▶ _WHAT IS NEEDED_: Go to the line containing "The response SHOULD mark one point per instance of the black" in the records below and retype from there through the final line, exactly.

(Records from a data collection)
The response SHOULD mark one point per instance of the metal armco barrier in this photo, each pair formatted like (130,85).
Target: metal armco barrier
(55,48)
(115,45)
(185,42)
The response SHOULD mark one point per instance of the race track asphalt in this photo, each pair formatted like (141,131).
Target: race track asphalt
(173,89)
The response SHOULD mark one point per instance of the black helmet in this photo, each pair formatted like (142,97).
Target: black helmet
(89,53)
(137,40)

▶ _REPLY_:
The response SHOULD mark one point per instance of the black helmet in this photo, each pair formatted like (142,97).
Target: black helmet
(89,53)
(137,40)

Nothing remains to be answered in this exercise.